--- SOURCE EXCERPT ---

As president of the Authors Guild, Blount argued in a New York Times op-ed that writers whose work is featured on the Amazon Kindle 2 ebook reader should earn extra royalties because its text-to-speech feature essentially turns written works into audio books.

Here is a partial, rough transcription of the part of Grant’s interview that pertains to the Authors Guild and the Amazon Kindle 2. It has been lightly edited for clarity, mainly to smooth over disfluencies of both speakers, especially when they are speaking at the same time. This comes at about the eight-minute mark.

Grant Barrett: I just want to ask you before we go, while I’ve got you here. You recently wrote an op-ed for the New York Times about Amazon’s new Kindle ebook reader. And, well, it has this function, where the books that are on it can be read aloud by a computerized voice. And you were arguing on behalf of the Author’s Guild, of which you’re the president, that this was an unfair performance. And Amazon, probably much to many people’s pleasure agreed to make it an optional feature. What was your argument there?

--- INFORMATION SHOWN ---

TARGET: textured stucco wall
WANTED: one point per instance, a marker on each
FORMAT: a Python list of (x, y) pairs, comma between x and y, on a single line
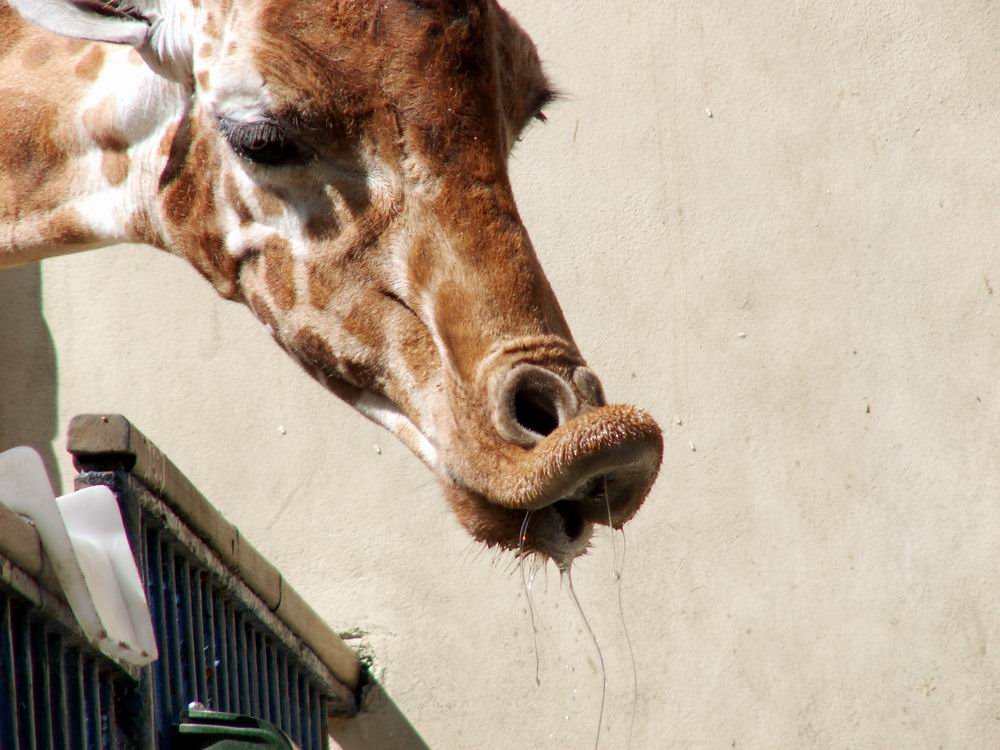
[(775, 225)]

---

WHAT TO DO:
A - Rewrite the stretch of the Authors Guild passage from "Here is a partial, rough" through "the eight-minute mark.", substituting "ten-minute mark" for "eight-minute mark".
B - In the Authors Guild passage, what did Amazon agree to make the read-aloud function on the Kindle 2?

RESULTS FOR EACH TASK:
A -
Here is a partial, rough transcription of the part of Grant’s interview that pertains to the Authors Guild and the Amazon Kindle 2. It has been lightly edited for clarity, mainly to smooth over disfluencies of both speakers, especially when they are speaking at the same time. This comes at about the ten-minute mark.

B - An optional feature.